→ YOUR OBJECTIVE: Tally the lines in the entries below that contain the word "advertising", treating case as significant. Give only the number.

>> start RECORD SET

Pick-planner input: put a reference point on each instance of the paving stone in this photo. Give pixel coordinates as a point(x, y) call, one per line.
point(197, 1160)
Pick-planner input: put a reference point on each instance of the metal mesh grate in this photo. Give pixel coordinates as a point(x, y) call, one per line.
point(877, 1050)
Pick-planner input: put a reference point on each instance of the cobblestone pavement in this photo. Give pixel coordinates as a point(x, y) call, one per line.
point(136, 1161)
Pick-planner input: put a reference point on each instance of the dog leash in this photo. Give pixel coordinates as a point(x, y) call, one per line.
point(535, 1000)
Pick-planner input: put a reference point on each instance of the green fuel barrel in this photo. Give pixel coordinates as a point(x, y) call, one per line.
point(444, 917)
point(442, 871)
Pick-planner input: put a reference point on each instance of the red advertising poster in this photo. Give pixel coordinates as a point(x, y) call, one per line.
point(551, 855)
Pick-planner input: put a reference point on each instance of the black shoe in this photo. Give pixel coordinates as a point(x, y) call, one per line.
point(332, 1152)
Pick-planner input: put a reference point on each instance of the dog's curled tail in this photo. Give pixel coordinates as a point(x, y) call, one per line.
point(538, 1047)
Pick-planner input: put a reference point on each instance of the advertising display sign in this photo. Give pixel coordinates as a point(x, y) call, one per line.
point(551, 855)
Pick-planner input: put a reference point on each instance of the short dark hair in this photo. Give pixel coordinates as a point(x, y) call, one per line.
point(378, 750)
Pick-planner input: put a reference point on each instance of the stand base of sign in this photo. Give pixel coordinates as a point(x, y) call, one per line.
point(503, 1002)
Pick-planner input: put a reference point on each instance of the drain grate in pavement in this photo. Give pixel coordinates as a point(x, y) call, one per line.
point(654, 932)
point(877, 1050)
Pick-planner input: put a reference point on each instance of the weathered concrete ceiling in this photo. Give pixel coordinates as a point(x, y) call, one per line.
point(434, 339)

>> end RECORD SET
>> start RECORD SET

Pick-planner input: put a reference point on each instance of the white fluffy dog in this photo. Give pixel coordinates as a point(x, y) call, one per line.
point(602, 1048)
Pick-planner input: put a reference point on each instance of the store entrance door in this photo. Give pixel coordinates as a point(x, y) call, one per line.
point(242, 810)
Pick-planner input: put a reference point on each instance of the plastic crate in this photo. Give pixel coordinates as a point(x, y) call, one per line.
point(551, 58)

>> end RECORD SET
>> start RECORD SET

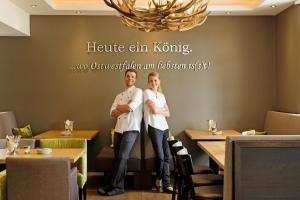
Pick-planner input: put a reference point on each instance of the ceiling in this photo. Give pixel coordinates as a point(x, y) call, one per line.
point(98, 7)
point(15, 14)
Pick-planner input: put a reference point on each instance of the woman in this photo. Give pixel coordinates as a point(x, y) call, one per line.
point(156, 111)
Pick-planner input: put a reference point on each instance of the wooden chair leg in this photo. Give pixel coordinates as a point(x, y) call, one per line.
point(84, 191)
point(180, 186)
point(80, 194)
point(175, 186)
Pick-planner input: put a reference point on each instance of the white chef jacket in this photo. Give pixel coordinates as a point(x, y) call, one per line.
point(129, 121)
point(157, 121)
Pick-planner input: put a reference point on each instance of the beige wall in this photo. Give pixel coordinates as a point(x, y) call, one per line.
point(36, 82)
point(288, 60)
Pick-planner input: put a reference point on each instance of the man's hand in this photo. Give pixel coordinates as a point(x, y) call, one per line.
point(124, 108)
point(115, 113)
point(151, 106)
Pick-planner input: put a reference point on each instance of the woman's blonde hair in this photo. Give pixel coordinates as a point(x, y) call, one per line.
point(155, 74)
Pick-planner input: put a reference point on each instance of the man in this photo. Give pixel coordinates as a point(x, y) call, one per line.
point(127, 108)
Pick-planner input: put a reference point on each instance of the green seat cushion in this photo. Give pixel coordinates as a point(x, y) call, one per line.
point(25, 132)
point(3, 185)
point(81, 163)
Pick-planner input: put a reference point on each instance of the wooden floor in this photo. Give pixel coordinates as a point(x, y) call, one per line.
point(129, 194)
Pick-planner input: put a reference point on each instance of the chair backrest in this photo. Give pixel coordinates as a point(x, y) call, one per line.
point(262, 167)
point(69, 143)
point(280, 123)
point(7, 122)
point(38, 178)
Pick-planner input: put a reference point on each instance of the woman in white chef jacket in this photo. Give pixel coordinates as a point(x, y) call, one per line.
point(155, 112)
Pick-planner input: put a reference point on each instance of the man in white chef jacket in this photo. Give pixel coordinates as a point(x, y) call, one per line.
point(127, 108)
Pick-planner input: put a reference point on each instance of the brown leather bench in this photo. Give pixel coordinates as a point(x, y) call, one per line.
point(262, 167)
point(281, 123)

>> end RECORD SET

→ SOLUTION: 2